- **Direction**: According to the kitchen knife forum thread, how much did the writer pay this year for the same DP petty that cost $29 last year?

- **Extract to read**:
I guess I did not read that in its entirety the first time (sort of like wags other post lol) but saw some interesting points I wanted to comment on.

First I totally agree skill trumps all. I can give examples in everything from offroad racing (pro level rider on fully stock machine embarrassing A class riders on fully customized $30k+ machines) drag racing (large aftermarket supply store owners car losing to local guys beater proving all the best parts in the world do no good when not installed correctly) and even in the cooking knife world as when I was in a professional kitchen the one guy did some seriously impressive work and with a knife that would be considered blunt to most on these boards.

With that said I have to be honest that I would have loved to have had one of my current knives available when I did prep/line work. Compared to the mis mosh of various old knives I worked with and learned on etc the cheapest Tojiro I have would have been a blessing from heaven. Still much as I would have completely appreciated a better sharper knife in retrospect I like all the others made what we had work and kept them sharp as we could etc, and honestly just plain did not know any better.

Still I agree with you as the food was prepared, and presented, and enjoyed by all so it worked just fine without all the high end cutlery.

Now to keep things in perspective even though it seems both the entry level brands has seen a serious increase in price this year (just paid $49 for the same DP petty I got for $29 last year) they are still an insane bargain when you compare a Pro S 8" chefs is selling for $159 at some places and a DP 210mm gyuto can be had around $79 and the 240mm being available under $100 and the 270mm slightly over shows there are still some very good knives that are not only performers but also pro kitchen friendly etc

So even though I agree that things get insane quickly in regards to price and not all the knives discussed on the boards are really good choices for a busy cook/chef as a workhorse etc (no way I would take anything like a Konosuke to work if I cooked again, gamble losing a $220+ knife no way lol) it also does not demand every pro use a budget priced soft steel blade either.

I also agree with your comment on the plastic knives etc and have used knives when away from home that were not much better, BUT did improvise most times by finding a way to at least make them somewhat sharp. During vacation this year I amused everyone when I took all the "Cheapo" knives from the drawer of the time share we were at and put an edge on them on the backs of the china cups from the cabinets. They were even more amused when it actually worked lol.

We all find our way even if by different ways or means etc.


----------



## lennyd (Dec 3, 2010)

boar_d_laze said:


> Whippy means it's flexible. If you've got it in the cut and rack it to one side, or unintentionally twist it, ungood things will happen. However, if you're not in a great hurry and you're working on your technique, those things won't be problems. The advances you've made as result of working on your technique are exactly as to be expected. The main thing is that as your skills improve, prep become increasingly less of a burden and you open yourself to using your knife skills to improve the looks, tastes, and textures of your food.
> 
> There's really not that much difference between wa and yo handles in terms of how the handle handles. If you've got a good grip it will easily adapt to either, and it doesn't take much "getting used to" to make the switch in either direction. In my experience at least, I can tell the difference between good and bad handles but don't care whether they're yo or wa.
> 
> ...


From best I could see in various pics (and there are not many I could find on the YO) there does not look to be much of a diff in thickness of the blad at handle etc, but the dimensions I could find showed about .1 to .4 mm depending on who's info you believe.

- **Dataset content**:
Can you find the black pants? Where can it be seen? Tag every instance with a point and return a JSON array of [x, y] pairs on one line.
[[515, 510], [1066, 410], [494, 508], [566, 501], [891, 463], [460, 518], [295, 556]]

- **Task answer**: $49